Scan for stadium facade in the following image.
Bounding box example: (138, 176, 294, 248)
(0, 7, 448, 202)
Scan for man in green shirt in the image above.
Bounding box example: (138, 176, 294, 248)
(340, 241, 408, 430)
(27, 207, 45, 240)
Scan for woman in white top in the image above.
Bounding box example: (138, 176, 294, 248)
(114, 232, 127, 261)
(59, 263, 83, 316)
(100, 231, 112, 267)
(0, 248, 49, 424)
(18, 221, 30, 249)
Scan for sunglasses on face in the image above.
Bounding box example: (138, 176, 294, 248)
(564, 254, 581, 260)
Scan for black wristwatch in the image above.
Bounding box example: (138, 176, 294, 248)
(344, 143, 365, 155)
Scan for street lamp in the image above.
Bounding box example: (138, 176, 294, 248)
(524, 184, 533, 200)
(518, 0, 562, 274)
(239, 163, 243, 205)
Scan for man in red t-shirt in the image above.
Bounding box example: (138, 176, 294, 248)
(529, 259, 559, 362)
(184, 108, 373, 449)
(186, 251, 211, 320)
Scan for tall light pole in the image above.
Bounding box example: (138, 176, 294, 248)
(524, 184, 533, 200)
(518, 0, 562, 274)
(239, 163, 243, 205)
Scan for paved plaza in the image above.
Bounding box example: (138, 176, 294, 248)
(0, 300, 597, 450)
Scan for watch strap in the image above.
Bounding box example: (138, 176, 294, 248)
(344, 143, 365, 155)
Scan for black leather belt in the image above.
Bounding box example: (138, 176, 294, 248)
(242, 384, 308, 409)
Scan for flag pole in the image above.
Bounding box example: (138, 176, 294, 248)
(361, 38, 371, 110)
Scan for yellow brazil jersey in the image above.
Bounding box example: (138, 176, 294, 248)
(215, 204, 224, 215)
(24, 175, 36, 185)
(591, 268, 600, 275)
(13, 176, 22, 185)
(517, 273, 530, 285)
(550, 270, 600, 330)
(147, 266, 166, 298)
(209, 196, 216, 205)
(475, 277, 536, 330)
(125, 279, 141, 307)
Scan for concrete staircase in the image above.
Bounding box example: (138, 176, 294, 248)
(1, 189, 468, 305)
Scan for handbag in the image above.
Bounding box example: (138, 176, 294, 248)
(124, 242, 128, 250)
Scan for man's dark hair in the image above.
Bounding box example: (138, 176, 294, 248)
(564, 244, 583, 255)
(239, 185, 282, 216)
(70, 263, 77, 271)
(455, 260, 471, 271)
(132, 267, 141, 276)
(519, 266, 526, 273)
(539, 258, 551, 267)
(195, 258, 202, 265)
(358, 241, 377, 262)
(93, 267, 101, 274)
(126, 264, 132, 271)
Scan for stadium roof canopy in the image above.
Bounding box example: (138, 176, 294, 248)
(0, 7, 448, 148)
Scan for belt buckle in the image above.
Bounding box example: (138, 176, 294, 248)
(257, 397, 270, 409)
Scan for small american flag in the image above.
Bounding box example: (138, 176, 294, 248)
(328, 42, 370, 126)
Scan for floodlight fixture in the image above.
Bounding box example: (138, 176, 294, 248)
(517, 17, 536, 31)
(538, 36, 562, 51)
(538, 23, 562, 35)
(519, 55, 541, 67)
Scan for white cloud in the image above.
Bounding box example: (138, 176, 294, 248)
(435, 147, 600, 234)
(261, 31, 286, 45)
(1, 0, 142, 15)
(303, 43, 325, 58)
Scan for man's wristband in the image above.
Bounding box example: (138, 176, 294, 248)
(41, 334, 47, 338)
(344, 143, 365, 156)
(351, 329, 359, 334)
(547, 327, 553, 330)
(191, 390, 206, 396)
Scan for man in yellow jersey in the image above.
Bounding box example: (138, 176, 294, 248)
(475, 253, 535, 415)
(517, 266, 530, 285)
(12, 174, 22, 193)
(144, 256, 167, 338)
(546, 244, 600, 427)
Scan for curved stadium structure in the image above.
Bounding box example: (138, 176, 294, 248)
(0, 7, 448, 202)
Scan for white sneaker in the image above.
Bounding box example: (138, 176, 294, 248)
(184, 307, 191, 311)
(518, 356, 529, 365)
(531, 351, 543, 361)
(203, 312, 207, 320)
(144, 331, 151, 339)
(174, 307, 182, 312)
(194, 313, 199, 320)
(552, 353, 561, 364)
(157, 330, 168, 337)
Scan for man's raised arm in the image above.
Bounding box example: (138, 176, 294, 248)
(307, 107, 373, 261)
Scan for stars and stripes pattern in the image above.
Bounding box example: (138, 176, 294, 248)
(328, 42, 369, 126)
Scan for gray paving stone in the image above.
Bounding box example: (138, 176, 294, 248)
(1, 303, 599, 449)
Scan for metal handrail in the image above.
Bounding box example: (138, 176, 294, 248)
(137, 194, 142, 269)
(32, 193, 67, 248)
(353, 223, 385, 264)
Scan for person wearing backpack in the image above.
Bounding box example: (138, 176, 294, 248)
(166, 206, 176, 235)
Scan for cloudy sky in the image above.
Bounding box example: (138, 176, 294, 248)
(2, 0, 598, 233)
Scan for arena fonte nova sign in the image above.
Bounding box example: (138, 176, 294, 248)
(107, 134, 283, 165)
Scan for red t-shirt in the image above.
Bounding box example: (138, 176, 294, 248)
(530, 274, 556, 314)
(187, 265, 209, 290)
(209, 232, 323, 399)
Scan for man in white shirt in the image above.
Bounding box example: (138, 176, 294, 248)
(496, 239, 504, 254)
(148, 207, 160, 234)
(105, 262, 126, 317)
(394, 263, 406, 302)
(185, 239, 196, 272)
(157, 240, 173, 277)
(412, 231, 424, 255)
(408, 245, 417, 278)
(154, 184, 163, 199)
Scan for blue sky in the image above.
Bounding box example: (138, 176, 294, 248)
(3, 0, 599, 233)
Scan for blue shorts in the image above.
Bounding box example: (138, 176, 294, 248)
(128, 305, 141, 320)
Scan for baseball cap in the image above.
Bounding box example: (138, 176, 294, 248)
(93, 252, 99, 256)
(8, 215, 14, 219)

= = =

» **Description of the task**: Every entry above, from first to last, should be repeated exactly.

» **Written solution**:
Scan for stadium facade in the following image.
Bounding box example: (138, 176, 294, 248)
(0, 7, 448, 202)
Scan for man in green shirt in the image above.
Bounding box example: (138, 176, 294, 248)
(340, 241, 408, 430)
(27, 207, 45, 240)
Scan for woman in white top in the image above.
Bounding box example: (138, 176, 294, 248)
(114, 232, 127, 261)
(59, 263, 83, 316)
(100, 231, 112, 267)
(0, 248, 49, 424)
(18, 221, 30, 249)
Scan for sunglasses on face in the image above.
Bounding box example: (138, 176, 294, 248)
(564, 254, 581, 260)
Scan for black wristwatch in the image above.
Bounding box example: (138, 176, 294, 248)
(344, 143, 365, 155)
Scan for street lamp in the image above.
Bounding box example: (138, 176, 294, 248)
(524, 184, 533, 200)
(518, 0, 562, 274)
(239, 163, 243, 205)
Scan for man in red t-shirt in the image above.
Bounding box example: (138, 176, 294, 248)
(529, 259, 559, 362)
(184, 108, 373, 449)
(186, 251, 211, 320)
Scan for tall light pole in the image above.
Bounding box example: (138, 176, 294, 248)
(524, 184, 533, 200)
(518, 0, 562, 274)
(239, 163, 243, 205)
Scan for paved plaza in the image above.
Bounding box example: (138, 176, 294, 248)
(0, 300, 597, 450)
Scan for watch strap in the image above.
Bounding box example: (138, 176, 294, 248)
(344, 143, 365, 155)
Scan for black leather belt in the image above.
Bounding box example: (138, 176, 294, 248)
(242, 384, 308, 409)
Scan for flag pole in the image above.
Bounding box example: (138, 176, 294, 248)
(361, 38, 371, 110)
Scan for yellow brazil jersey in the image above.
Bounding box example: (138, 176, 294, 248)
(215, 204, 224, 215)
(24, 175, 36, 185)
(591, 268, 600, 275)
(13, 176, 22, 185)
(517, 273, 530, 285)
(550, 270, 600, 330)
(147, 266, 166, 298)
(209, 196, 216, 205)
(475, 277, 536, 330)
(125, 279, 141, 307)
Scan for concrete staircase in the image above.
Bounding box example: (138, 176, 294, 248)
(1, 189, 468, 305)
Scan for handbag in the image above.
Bounding box example: (138, 176, 294, 248)
(124, 242, 128, 250)
Scan for man's dark hair in the image above.
Bounding box example: (138, 176, 294, 248)
(564, 244, 583, 255)
(239, 185, 282, 216)
(70, 263, 77, 271)
(455, 260, 471, 271)
(132, 267, 141, 276)
(519, 266, 526, 273)
(539, 258, 551, 267)
(195, 258, 202, 265)
(358, 241, 377, 262)
(93, 267, 101, 274)
(126, 264, 132, 271)
Scan for stadium roof canopy in the image above.
Bounding box example: (138, 176, 294, 248)
(0, 7, 448, 148)
Scan for belt buckle in the image above.
Bounding box example: (138, 176, 294, 248)
(257, 397, 270, 409)
Scan for small american flag in the image above.
Bounding box example: (138, 176, 294, 248)
(328, 42, 370, 126)
Scan for floodlight fixture in the image above.
Bounding box example: (138, 176, 294, 248)
(517, 17, 536, 31)
(538, 36, 562, 51)
(538, 23, 562, 35)
(519, 55, 541, 67)
Scan for white cloud in the image above.
Bounding box example: (138, 176, 294, 248)
(435, 147, 600, 234)
(261, 31, 286, 45)
(1, 0, 142, 15)
(303, 43, 325, 58)
Scan for man's wristband in the image above.
Bounding box example: (138, 176, 294, 248)
(41, 334, 47, 338)
(344, 143, 365, 156)
(351, 329, 359, 334)
(547, 327, 553, 330)
(191, 390, 206, 396)
Scan for man in yellow jersey in the image above.
Bounding box example: (138, 176, 294, 248)
(475, 253, 535, 415)
(517, 266, 530, 285)
(12, 174, 22, 193)
(144, 256, 167, 338)
(546, 244, 600, 427)
Scan for curved stadium structure in the image above.
Bounding box example: (138, 176, 294, 248)
(0, 7, 448, 202)
Scan for white sneaker in the image above.
Bounding box example: (138, 176, 294, 248)
(184, 307, 191, 311)
(518, 356, 529, 365)
(531, 351, 543, 361)
(203, 312, 207, 320)
(144, 331, 151, 339)
(174, 307, 182, 312)
(194, 313, 199, 320)
(552, 353, 561, 364)
(157, 330, 168, 337)
Scan for man's raised arm in the image above.
Bounding box example: (138, 176, 294, 248)
(307, 107, 373, 261)
Scan for stars and stripes pattern in the image above.
Bounding box example: (138, 176, 294, 248)
(328, 42, 369, 126)
Scan for gray paving stone in the image above.
Bounding box example: (138, 176, 294, 248)
(1, 303, 599, 449)
Scan for metal handrail in the image above.
Bounding box example: (138, 176, 294, 248)
(137, 194, 142, 269)
(32, 193, 67, 248)
(353, 223, 385, 264)
Scan for person wearing backpack in the image above.
Bounding box example: (138, 176, 294, 248)
(166, 206, 176, 235)
Scan for cloudy sky in the image above.
Bounding box example: (138, 176, 294, 248)
(2, 0, 598, 233)
Scan for arena fonte nova sign in the image above.
Bounding box example: (138, 176, 294, 248)
(107, 134, 283, 165)
Scan for red t-shirt in the image above.
Bounding box example: (138, 176, 294, 248)
(530, 274, 556, 314)
(187, 265, 209, 290)
(209, 232, 323, 399)
Scan for man in white shirt in the image above.
Bounding box example: (138, 176, 294, 248)
(496, 239, 504, 254)
(148, 207, 160, 234)
(105, 262, 126, 317)
(394, 263, 406, 302)
(185, 239, 196, 272)
(157, 240, 173, 277)
(412, 231, 424, 255)
(408, 245, 417, 278)
(154, 184, 163, 199)
Scan for blue sky in the image above.
Bounding box example: (138, 176, 294, 248)
(3, 0, 599, 233)
Scan for blue shorts in the image above.
Bounding box example: (138, 176, 294, 248)
(128, 305, 141, 320)
Scan for baseball cap in the image above.
Bounding box example: (138, 176, 294, 248)
(93, 252, 99, 256)
(8, 215, 14, 219)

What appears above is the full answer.